── Source material ──

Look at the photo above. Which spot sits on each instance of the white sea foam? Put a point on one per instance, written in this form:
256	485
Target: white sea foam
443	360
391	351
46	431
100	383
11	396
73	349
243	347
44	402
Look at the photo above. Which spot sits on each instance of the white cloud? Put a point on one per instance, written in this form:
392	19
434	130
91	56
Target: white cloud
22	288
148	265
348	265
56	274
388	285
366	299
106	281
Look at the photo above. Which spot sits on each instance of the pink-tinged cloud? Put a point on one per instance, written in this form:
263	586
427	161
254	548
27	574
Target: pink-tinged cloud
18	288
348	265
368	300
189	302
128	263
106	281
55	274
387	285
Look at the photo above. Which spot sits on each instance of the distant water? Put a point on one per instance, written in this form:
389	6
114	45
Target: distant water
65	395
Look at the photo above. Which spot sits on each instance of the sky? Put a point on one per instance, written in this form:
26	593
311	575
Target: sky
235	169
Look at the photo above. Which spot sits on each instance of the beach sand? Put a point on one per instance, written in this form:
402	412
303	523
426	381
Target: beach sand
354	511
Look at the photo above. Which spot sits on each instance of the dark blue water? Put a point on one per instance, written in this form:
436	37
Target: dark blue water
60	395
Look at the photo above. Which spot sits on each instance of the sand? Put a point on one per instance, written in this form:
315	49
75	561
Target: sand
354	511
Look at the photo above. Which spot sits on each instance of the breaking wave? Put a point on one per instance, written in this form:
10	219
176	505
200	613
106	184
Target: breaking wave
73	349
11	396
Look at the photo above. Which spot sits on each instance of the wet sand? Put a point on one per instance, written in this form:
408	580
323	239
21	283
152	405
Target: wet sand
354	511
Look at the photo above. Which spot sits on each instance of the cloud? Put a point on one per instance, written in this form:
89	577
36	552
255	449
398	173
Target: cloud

───

Set down exactly the lines beginning at the one that holds "Target: dark blue water" and ending with the last line of the data.

• Solution for this task:
Target: dark blue water
60	395
Look at the photo above. Which spot sits on each instance of the sand? Put a point on one per instance, written in this form:
315	49
75	561
Target: sand
354	511
Look at the photo above. Which spot sits on each instance of the breaking wave? Put a point on one per instance, written in this form:
10	219
176	505
200	613
106	184
Target: breaking wave
73	349
11	396
Look at the photo above. Which spot sits on each instance of the wet sand? Put a point on one per instance, written in this form:
408	580
323	239
21	283
152	405
Target: wet sand
354	511
Look at the photo above. Which spot sits on each instance of the cloud? Put a point on one per instance, written in this form:
89	577
36	552
255	449
398	173
Target: cloud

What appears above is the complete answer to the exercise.